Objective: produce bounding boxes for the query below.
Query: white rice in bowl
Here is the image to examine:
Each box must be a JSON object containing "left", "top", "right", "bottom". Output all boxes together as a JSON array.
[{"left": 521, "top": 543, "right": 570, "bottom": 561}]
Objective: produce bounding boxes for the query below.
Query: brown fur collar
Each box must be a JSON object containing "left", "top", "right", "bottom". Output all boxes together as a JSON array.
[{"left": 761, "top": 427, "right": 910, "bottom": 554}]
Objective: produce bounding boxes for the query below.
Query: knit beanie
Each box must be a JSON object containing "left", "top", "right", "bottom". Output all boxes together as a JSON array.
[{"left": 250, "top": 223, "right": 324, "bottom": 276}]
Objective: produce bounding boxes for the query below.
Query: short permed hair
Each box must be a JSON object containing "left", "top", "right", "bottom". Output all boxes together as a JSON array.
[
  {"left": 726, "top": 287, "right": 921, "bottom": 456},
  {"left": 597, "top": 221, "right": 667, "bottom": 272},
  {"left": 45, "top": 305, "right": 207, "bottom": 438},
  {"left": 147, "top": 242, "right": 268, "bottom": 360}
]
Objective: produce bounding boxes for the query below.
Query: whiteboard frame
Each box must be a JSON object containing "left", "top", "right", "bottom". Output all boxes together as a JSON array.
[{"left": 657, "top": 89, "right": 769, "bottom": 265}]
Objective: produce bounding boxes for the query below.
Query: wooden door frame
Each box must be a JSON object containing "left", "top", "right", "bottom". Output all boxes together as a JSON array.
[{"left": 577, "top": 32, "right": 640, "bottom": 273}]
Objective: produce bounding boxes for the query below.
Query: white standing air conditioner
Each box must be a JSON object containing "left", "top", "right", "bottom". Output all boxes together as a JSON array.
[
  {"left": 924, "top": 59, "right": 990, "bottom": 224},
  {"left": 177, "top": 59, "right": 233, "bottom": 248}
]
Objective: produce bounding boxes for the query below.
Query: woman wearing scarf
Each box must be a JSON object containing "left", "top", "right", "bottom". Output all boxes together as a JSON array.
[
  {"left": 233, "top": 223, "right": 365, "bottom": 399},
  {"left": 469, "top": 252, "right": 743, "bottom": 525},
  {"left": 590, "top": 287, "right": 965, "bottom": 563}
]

◆ WHAT TO WORK ON: Report each line of the entries above that contains the word "frame".

◆ SOLUTION TO THIS EXERCISE:
Query: whiteboard frame
Query: wooden door frame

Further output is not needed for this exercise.